-- BEGIN --

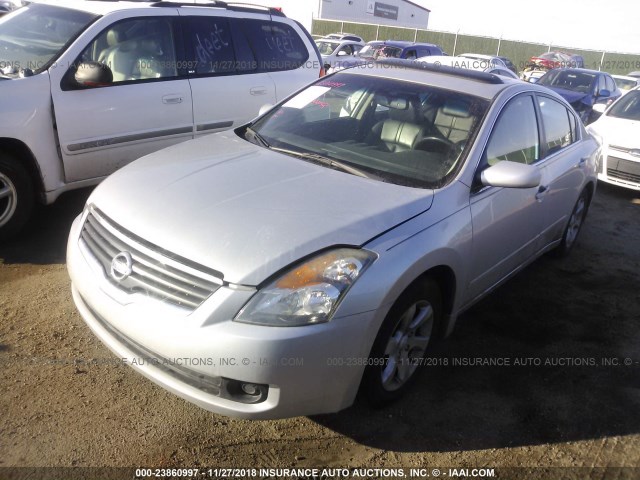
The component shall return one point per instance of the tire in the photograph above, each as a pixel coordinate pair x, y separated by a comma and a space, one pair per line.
574, 225
405, 336
16, 196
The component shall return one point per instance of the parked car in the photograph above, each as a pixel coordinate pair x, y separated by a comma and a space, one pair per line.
321, 249
378, 49
625, 83
538, 66
336, 51
582, 88
345, 36
471, 63
618, 130
7, 6
90, 86
510, 65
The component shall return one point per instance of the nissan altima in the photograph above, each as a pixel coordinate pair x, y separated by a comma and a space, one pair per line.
318, 252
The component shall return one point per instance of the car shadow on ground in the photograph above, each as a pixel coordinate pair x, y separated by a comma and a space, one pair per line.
541, 360
43, 240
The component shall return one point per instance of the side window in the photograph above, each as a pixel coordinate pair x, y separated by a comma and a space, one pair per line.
611, 86
276, 46
556, 119
515, 134
211, 47
136, 49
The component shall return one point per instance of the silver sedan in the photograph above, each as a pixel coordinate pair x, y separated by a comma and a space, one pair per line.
320, 251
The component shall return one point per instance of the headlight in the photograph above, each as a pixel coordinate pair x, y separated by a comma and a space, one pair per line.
308, 293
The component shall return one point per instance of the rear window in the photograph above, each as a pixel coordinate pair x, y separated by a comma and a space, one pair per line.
276, 46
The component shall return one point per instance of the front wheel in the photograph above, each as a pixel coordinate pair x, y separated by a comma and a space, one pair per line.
574, 225
402, 342
16, 196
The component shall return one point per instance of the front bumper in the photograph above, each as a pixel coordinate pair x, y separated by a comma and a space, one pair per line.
305, 370
620, 168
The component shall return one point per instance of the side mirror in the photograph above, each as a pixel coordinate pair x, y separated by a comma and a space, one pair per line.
93, 74
511, 175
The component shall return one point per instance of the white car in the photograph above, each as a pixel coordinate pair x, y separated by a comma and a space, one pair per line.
88, 86
334, 51
277, 269
475, 62
618, 129
626, 83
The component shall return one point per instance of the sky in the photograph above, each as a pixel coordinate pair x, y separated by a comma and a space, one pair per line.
610, 25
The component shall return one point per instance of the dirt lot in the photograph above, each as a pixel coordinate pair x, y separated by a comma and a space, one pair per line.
579, 318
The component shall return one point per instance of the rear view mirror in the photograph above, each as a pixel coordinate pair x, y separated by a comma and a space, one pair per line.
93, 74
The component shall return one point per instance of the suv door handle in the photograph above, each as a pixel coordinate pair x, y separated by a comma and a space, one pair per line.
258, 91
542, 191
172, 99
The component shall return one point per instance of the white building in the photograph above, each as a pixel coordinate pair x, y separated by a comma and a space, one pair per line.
396, 13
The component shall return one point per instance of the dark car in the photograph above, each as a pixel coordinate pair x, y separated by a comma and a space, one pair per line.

-- END --

* EXERCISE PROMPT: Omit the pictures and reproduce the listing exactly.

* SOLVED EXERCISE:
The component shall return one point per instance of the tire in the photograph above, each as a pixel coordinate pair x, y separated by a comma and a space, one pair per line.
574, 225
405, 336
16, 196
The component shall return one point per instance of the parked car in the photograph above, each as a pixel coordinate pair x, y separated by a comma and a space, one pair per line.
321, 249
378, 49
625, 83
538, 66
336, 51
582, 88
345, 36
471, 63
618, 130
7, 6
90, 86
510, 65
The component shall return one point per instance of the nissan altima in the photograph above, each as a pixel coordinate pair x, y separated by a comma and a space, one pair per line.
318, 252
The component shall return one point per instance of the car shadow on ground in the photograph above, each as a pixel coordinate pair x, y separated by a comma and a space, one pair per line.
541, 360
43, 240
The component shall return one point per instance of the side window in the photograph above, each as a pixel coordinate pair x, y separated by a comma and a space, one pair per line.
611, 86
276, 46
556, 119
515, 134
211, 47
136, 49
The component shall return one point per instance of the silver sedan in the photograph above, each as a pixel coordinate pair x, y separated by a comma and a space, one pair per line.
320, 251
The component shall return one point per instance of the headlight in the photograph above, each as a pixel coordinate pair x, y separated by a comma and a space, one pair per line.
308, 293
The component shall return one point per instance of the rear window in the photograph above, each as a pixel coordinate pair x, y separated by a comma and a space, one pair per line.
276, 46
The component shall return one point per instance of the front wheel in the photograph above, each as a pixel coordinate pair x, y separated by a comma and a space, one pair per line.
574, 225
402, 342
16, 196
The component shall return one point per instance of the front bumper in the photograph above, each as a pixel coordinate pair x, y separated by a comma and a space, one pair per line.
305, 370
620, 168
The component shall return one point per instance of the side mirror in the photograph above, each as a pixel coordinate pair x, y separated by a comma and a space, one pair per line.
93, 74
511, 175
The component shall return one point per instance of the white car in the photograph above, each as a pixel coordinate pair x, y separated by a comma and a space, one pair per line.
88, 86
334, 51
277, 269
475, 62
618, 129
626, 83
The component shall return one point per instance of the sky in the photograph above, each as a pixel coordinate pair x, y separated by a comma and a space, one pair per line.
610, 25
The component shall return one point per instance of the dirt lot in the photograph above, each as a pixel coordinate pair x, y separated by a comma and a space, one pair per line.
579, 318
The component shall return one point per instance of the rear view mirror in the photograph above, each as a pixel coordinate pair x, y separated by a comma and a space, one pair per line.
93, 74
The component shall return one point per instance of the suv door handle in the photograph above, each as a pixel coordinate pair x, y separated by a comma and a space, one pair per line.
258, 91
542, 191
172, 99
The component shall return one point per instance of the white building in the photograph above, each as a pixel coordinate pair x, y separated by a comma and a space, one pair per line.
396, 13
The component shall return one point per instance of the dark car in the photograph above, each as a pixel coordinate pair x, y separated by a comma and a space, one pair per line.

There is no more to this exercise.